* _Quoted text_:
>>>

# Who is it for?



## ironchefatl (Dec 1, 2002)

This question came to my mind while reading the "personality plus" thread. Chef1x, was talking about quality, and how a chef has a trait of having to create a perfect plate. I have to create a perfect plate for myself. That's first to me. Second is the guest, they would probably love second rate work, but I want it better than they imagined. Third is for the restaurant, at least where I work now, so it looks good and people come back. When you are slam-weeded, and you do the same as if you only got one two top is what it is about. So anyway my question is who do you do it for CT members? Your sweat, blood, scars, and that big piece of dead skin on the base of your right pointer finger. who is it for?

_____________IronChefATL__________________________ ___


Standards are not situational.


----------



## chef1x (Dec 4, 2002)

Hmmmmm,

of course it has to be for yourself, that is probably essential.

I wouldn't exactly put the customer 2nd. I always try to imagine an ideal customer who is going to appreciate the effort.

That's also probably a good reason not to have an open kitchen; so you can fantasize about "ideal" customers and you don't have to look at the people you are really serving.
In reality, you have to be doing it in order to please SOMEONE other than yourself: Your boss, your friend, your chef, your significant other, etc.....

You should also consider doing it for your fellow kitchen mates.... that tends to be very rewarding, and as I've seen posted here numerous times, something to the effect of: you are only as good as the people you work with/train/lead.

I remained on my last job for approximately 3 years longer than I really felt neccessary, MOSTLY because I felt I owed it to the people I worked with.

Pleasing only yourself gets boring after a while 

AND, I never said PERFECT plate; I only strive for/fantasize about the possibility.

It sounds like you are on the right track though.


----------



## kuan (Jun 11, 2001)

Well you certainly don't do it for the money. That's for sure. I do it for myself. If I wanted to do things for other people I'd find something else which doesn't take so much effort. It fills an intensely deep emotional hole in me. It's a rush you can't really describe. I look at it like a challenge, a rollercoaster ride of ups and downs, an inate desire to create, a chance to play god a little.

A friend of mine compares being a chef to being a priest. It's a vocation, and it's hard to leave. Even if you physically leave the kitchen, the feeling remains for life. This is the life we choose. Like Michael Corleone says... everytime I try to leave, they pull me back in again.

<<<

* _Rows taken from a segmentation dataset_:
>>>

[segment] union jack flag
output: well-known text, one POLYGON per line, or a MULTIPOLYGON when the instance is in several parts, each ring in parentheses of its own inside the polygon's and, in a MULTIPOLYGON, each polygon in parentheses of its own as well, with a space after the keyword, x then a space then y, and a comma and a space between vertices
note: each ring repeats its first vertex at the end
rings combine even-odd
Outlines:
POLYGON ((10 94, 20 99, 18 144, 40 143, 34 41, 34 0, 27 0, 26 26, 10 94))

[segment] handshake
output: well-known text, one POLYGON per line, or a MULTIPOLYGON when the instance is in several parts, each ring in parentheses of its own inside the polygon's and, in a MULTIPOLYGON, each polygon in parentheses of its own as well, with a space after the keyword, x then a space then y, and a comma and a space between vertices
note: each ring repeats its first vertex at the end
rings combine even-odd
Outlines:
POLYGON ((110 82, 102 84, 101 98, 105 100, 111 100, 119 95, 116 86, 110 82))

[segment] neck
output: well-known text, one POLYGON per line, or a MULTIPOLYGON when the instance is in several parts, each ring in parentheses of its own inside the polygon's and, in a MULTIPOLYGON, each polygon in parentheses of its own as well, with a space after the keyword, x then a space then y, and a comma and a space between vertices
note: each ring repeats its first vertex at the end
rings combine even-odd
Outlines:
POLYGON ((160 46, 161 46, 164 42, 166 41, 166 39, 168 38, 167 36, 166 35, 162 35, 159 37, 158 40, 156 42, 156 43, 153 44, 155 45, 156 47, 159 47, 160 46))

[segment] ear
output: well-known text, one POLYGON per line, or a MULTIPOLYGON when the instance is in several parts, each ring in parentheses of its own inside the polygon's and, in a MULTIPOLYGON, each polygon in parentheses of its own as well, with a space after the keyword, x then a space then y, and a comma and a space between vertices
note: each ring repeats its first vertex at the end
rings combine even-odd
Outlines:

<<<

* _Problem requirements_:
Answer these questions about the forum thread on who chefs cook for.
1. In the opening post, whom does ironchefatl list first when creating a perfect plate?
2. Why did chef1x stay at the last job about three years longer than felt necessary?
3. What does kuan's friend compare being a chef to?

* _Response below_:
1. Ironchefatl's own self comes first.
2. Chef1x stayed mostly out of a sense of owing it to the people worked with.
3. Kuan's friend compares being a chef to being a priest.